BEGIN Page excerpt
JOHAN TRONESTAM: Roswell (2015)

Updated: Jun 29, 2021

Roswell is all in rhythms! Creative and catchy rhythms surrounded by cosmic synth

1 The Journey to Roswell 6:15

2 Crash Site 8:29

3 Exciting Experiences 4:46

4 The Unimaginable 12:16

5 National Security 11:08

6 A Silent Response 6:45

7 The Roswell Desert 7:40

8 Sacrificed 14:10

9 The Roswell Post-Reflection 7:40

(CD-r/DDL 79:09) (V.F.)

(Cosmic sequence-based E-Rock)

The story of Roswell is doubtless one of the good ones which can find echo in the fantasy and imagination of the crafters for an EM a bit cosmic. The kind of Jean-Michel Jarre in particular. But as much surprising as it can sound, the music here is rather of use as rampart to a solid album of electronic rock by Johan Tronestam who, in spite of seductive fragrances of the Oxygene era, exploits a great pallet of very lively mid-tempos instead of the enigmatic interstellar atmospheres. But nobody is going to complain, because ROSWELL is undoubtedly the best album of the Swedish synthesist. And he made pretty good ones in the last two years.
END Page excerpt
* [Required task A]: In the records below, find every line that contains the string "fallen" and copy each one. Case counts.
BEGIN Record excerpts
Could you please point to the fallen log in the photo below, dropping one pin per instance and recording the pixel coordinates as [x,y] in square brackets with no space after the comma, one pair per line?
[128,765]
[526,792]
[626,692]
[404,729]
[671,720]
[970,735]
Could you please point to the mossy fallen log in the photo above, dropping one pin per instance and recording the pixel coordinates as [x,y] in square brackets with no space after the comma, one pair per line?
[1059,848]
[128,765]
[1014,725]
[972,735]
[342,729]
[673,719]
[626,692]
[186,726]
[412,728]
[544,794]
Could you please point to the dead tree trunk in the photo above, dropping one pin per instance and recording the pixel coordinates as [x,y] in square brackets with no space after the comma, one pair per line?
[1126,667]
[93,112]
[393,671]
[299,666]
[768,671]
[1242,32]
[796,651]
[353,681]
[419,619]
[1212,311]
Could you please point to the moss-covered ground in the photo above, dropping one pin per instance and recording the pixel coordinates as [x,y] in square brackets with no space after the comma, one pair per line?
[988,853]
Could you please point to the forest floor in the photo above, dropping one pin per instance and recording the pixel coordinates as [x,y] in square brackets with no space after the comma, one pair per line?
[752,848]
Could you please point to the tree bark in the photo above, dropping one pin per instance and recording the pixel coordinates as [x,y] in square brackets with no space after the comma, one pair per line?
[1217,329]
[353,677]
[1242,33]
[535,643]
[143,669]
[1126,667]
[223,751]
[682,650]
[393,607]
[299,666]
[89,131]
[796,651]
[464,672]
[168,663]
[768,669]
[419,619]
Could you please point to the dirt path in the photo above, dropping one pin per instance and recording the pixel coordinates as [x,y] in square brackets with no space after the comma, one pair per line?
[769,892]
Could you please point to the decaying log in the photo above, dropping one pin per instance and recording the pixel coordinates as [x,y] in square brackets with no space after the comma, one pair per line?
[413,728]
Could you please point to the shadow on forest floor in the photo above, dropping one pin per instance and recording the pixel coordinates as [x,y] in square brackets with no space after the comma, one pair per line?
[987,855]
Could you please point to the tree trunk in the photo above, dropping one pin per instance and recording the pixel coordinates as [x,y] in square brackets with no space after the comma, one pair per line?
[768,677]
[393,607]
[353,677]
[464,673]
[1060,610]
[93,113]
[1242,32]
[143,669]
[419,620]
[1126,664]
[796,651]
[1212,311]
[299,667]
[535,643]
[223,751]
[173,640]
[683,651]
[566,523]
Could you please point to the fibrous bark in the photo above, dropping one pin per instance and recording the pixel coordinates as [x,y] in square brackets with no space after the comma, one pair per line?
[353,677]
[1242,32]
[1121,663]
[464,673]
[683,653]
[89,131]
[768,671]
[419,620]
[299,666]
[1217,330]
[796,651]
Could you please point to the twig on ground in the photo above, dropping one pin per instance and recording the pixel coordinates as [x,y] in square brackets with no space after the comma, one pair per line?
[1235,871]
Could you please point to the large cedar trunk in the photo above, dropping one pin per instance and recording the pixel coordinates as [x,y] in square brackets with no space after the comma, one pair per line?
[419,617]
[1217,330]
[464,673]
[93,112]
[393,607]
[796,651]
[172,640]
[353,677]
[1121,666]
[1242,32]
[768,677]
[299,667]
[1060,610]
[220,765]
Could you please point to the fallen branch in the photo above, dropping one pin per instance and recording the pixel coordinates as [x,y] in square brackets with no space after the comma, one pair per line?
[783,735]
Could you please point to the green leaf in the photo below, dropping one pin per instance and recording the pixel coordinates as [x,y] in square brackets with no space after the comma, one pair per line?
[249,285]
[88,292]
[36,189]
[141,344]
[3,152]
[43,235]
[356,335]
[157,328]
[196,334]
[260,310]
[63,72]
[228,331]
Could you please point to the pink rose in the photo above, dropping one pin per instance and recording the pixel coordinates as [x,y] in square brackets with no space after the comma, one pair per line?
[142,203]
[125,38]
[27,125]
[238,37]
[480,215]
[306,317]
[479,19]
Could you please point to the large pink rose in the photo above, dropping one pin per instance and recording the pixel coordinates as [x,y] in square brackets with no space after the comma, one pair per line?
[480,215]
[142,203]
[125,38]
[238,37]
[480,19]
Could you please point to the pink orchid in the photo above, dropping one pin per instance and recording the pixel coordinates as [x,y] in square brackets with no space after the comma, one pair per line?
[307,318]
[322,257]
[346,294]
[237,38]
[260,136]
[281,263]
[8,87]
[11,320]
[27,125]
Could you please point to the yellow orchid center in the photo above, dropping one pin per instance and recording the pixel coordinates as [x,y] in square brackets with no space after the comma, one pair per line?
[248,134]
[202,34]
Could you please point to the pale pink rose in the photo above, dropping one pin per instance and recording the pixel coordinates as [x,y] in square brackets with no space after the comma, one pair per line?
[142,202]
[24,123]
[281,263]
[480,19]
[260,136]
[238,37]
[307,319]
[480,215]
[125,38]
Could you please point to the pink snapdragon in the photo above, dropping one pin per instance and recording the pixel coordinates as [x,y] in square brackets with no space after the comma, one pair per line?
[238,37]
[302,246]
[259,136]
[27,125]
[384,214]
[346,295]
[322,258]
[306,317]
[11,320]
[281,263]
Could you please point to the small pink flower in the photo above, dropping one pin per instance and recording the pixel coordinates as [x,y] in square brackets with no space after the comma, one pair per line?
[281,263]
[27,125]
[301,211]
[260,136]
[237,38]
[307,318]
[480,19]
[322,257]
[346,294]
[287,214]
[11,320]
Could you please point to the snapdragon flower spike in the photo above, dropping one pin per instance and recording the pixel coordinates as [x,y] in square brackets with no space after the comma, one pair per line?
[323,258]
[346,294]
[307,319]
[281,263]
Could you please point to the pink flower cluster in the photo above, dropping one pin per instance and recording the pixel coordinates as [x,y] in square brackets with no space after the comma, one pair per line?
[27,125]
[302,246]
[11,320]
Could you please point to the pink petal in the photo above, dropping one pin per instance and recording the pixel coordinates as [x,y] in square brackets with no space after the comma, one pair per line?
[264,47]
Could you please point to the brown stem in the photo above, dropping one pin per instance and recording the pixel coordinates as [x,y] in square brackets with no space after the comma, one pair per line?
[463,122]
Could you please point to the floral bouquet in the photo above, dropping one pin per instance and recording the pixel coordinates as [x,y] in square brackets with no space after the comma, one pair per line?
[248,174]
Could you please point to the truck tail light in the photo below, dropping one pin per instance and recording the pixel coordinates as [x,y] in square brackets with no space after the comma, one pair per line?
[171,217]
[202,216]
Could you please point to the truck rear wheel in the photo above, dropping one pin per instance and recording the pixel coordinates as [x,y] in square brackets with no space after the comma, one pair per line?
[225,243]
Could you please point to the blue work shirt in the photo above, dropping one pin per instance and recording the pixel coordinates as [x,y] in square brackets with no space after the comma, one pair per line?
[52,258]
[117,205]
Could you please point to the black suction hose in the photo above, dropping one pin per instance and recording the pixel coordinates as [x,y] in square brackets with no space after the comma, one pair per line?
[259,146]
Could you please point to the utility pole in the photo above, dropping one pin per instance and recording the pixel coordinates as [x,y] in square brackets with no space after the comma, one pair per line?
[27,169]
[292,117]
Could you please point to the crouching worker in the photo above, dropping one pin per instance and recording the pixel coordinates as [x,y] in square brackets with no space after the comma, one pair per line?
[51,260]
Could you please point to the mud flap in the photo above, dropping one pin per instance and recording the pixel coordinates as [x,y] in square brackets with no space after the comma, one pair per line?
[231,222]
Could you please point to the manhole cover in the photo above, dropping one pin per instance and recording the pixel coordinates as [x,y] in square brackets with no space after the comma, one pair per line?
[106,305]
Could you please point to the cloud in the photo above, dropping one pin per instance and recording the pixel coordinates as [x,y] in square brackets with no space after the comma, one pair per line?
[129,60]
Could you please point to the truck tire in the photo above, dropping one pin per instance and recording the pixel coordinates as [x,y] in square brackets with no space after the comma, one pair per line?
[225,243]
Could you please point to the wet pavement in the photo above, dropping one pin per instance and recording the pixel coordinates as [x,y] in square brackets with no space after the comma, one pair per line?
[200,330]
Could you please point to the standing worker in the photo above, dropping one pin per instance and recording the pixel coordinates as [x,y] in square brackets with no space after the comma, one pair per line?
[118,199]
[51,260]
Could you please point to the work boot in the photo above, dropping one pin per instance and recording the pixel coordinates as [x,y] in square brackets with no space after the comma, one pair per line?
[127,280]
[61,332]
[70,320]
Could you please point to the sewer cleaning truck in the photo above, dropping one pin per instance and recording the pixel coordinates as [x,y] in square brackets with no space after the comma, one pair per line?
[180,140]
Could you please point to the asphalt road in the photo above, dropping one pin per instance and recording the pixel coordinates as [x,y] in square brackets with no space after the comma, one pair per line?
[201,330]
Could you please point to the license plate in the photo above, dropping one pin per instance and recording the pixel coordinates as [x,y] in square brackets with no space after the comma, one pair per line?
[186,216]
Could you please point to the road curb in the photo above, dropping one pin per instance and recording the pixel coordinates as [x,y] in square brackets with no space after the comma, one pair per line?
END Record excerpts
* [Required task B]:
Answer these questions about the Roswell album review:
(i) What running time is listed for the track "Sacrificed"?
(ii) What nationality does the review give for Johan Tronestam?
(iii) What total running time is given for the album?

* [Task output A]:
Could you please point to the fallen log in the photo below, dropping one pin per instance and recording the pixel coordinates as [x,y] in square brackets with no space after the comma, one pair per line?
Could you please point to the mossy fallen log in the photo above, dropping one pin per instance and recording the pixel coordinates as [x,y] in square brackets with no space after the comma, one pair per line?
Could you please point to the fallen branch in the photo above, dropping one pin per instance and recording the pixel coordinates as [x,y] in square brackets with no space after the comma, one pair per line?

* [Task output B]:
(i) 14:10
(ii) Swedish
(iii) 79:09